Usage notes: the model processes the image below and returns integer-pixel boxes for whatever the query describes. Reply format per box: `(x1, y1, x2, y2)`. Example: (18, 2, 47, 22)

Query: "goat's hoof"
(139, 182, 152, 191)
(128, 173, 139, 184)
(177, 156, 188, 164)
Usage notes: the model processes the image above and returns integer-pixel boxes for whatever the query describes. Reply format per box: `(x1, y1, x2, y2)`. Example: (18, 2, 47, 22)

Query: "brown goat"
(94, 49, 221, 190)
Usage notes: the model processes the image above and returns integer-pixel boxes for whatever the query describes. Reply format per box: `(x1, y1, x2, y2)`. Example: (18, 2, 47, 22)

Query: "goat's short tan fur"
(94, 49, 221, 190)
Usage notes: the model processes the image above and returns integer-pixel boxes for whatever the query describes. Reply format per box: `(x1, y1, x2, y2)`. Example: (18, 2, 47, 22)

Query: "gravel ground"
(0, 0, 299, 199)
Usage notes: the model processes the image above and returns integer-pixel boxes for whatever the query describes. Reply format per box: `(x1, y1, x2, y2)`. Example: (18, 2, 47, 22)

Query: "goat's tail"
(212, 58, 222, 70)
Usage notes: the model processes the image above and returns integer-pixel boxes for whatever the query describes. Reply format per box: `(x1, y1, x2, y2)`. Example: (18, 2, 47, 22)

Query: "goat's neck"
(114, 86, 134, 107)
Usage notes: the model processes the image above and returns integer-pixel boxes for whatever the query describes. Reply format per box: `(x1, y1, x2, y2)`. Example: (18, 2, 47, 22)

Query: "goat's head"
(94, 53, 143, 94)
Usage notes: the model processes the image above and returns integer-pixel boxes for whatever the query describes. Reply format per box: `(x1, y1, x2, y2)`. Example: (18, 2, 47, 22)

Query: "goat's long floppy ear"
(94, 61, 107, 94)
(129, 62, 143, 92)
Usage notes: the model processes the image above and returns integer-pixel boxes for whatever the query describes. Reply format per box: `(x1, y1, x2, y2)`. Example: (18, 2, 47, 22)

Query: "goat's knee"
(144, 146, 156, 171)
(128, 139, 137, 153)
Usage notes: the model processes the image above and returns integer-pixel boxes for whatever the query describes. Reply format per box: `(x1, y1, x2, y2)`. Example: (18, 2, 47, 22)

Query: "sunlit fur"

+-------+

*REQUIREMENT*
Copy out each line of the records character for character.

*SOLUTION TO THIS PROBLEM*
Usage notes: the model processes the image below and returns integer-pixel boxes for whatever the query describes. Reply format per box: `(x1, y1, x2, y2)`. Example: (18, 2, 47, 22)

Query: "goat's hoof"
(139, 182, 152, 191)
(128, 173, 139, 184)
(177, 156, 188, 164)
Usage notes: the model processes the image above and returns integer-pixel boxes for whatever the query describes. Reply format per box: `(x1, y1, x2, y2)`. Example: (18, 2, 47, 22)

Query: "brown goat"
(94, 49, 221, 190)
Usage notes: the model processes the image above and returns integer-pixel boxes for whatever the query describes. Reply format per box: `(x1, y1, x2, y2)`. Example: (18, 2, 47, 22)

Query: "goat's short tan fur"
(94, 49, 221, 190)
Usage notes: the model processes the image above and returns integer-pixel boxes for whatever the query describes. Reply format per box: `(x1, y1, x2, y2)`. Example: (18, 2, 47, 22)

Query: "gravel ground"
(0, 0, 299, 199)
Usage notes: the model processes the image above and returns integer-pixel boxes for whatever the query describes. Reply format per box: `(x1, y1, x2, y2)`. Example: (18, 2, 47, 22)

Query: "goat's tail"
(212, 58, 222, 70)
Usage notes: the model processes the image above and returns integer-pixel boxes for whatever the query describes. Reply format per box: `(x1, y1, x2, y2)`. Example: (18, 2, 47, 22)

Query: "goat's neck"
(114, 86, 134, 107)
Usage notes: the model processes the image above and returns integer-pixel boxes for whatever the query describes. Reply format per box: `(x1, y1, x2, y2)`. Example: (18, 2, 47, 22)

Query: "goat's head"
(94, 53, 143, 94)
Usage notes: the model processes the image above and returns integer-pixel boxes for whatever the query describes. Reply format per box: `(x1, y1, x2, y2)`. Example: (18, 2, 47, 22)

Query: "goat's long floppy ear"
(94, 61, 107, 94)
(129, 62, 143, 92)
Usage notes: the model processes the image above and returns integer-pixel boxes for whatever the query describes. Reply format per box: `(x1, y1, x2, y2)`. Example: (18, 2, 47, 22)

Query: "goat's knee"
(144, 146, 156, 171)
(128, 139, 137, 153)
Usage notes: the model processes the image above and returns integer-pixel boxes for whatever the query describes. Reply format per box: `(x1, y1, x2, y2)`. Example: (18, 2, 47, 22)

Query: "sunlit fur"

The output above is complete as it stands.